Duplicate these lines unchanged, starting with the first of the lines and going on through the line that contains "left=350, top=153, right=599, bottom=319".

>>>>>

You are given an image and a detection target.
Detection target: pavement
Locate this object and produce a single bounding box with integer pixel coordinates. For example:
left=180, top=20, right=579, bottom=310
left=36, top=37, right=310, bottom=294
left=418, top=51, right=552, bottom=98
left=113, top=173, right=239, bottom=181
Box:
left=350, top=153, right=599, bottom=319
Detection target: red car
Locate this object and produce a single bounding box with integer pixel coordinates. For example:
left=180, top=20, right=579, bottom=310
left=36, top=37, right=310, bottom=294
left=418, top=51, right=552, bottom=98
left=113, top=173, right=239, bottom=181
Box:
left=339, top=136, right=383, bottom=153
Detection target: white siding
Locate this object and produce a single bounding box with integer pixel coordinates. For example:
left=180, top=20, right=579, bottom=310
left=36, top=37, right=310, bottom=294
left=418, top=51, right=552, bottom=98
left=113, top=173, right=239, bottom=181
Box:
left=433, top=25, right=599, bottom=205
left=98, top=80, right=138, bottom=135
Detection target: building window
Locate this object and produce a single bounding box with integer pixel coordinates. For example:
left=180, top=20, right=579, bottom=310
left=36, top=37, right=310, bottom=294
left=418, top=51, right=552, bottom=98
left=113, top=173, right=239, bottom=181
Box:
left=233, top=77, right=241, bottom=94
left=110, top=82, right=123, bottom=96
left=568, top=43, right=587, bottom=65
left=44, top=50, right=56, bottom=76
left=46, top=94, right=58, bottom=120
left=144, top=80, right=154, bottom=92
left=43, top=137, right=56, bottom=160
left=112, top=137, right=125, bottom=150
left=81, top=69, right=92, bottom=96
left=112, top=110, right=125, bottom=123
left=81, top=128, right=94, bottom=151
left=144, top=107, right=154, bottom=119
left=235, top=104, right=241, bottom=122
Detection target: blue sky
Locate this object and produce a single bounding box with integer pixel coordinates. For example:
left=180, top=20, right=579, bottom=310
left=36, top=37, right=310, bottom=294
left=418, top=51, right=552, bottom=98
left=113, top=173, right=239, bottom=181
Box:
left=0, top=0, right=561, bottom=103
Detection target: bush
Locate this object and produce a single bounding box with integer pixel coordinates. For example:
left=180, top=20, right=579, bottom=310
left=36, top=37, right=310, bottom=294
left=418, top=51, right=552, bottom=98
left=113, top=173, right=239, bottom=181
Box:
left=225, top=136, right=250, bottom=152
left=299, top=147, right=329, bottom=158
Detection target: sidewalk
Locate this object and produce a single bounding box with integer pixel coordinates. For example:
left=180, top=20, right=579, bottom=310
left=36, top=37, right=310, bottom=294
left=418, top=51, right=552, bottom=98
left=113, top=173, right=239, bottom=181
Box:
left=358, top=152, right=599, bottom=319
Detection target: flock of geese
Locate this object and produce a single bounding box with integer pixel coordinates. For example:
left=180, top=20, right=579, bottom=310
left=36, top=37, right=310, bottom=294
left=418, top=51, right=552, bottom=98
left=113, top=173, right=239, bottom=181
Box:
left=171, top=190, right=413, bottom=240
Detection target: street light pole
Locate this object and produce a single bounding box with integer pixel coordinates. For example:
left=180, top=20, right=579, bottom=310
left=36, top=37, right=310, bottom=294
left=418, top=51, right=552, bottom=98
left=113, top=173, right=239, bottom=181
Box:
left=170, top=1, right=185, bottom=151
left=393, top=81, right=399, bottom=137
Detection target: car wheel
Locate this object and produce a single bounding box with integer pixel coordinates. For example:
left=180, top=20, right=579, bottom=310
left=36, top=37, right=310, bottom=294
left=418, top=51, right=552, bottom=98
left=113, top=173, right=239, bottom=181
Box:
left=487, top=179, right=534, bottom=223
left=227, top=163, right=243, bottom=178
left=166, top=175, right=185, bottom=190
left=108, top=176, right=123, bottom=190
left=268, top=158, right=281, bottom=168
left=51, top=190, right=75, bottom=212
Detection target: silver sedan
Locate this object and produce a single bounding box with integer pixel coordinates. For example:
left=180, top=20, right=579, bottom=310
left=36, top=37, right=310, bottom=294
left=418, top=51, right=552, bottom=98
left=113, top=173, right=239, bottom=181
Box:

<<<<<

■ PROBLEM SOLUTION
You are given an image and a detection target.
Detection target: pavement
Locate this object and produce a single bounding box with integer pixel coordinates. For example:
left=180, top=20, right=579, bottom=310
left=36, top=37, right=310, bottom=294
left=418, top=51, right=552, bottom=98
left=113, top=173, right=239, bottom=181
Box:
left=350, top=153, right=599, bottom=319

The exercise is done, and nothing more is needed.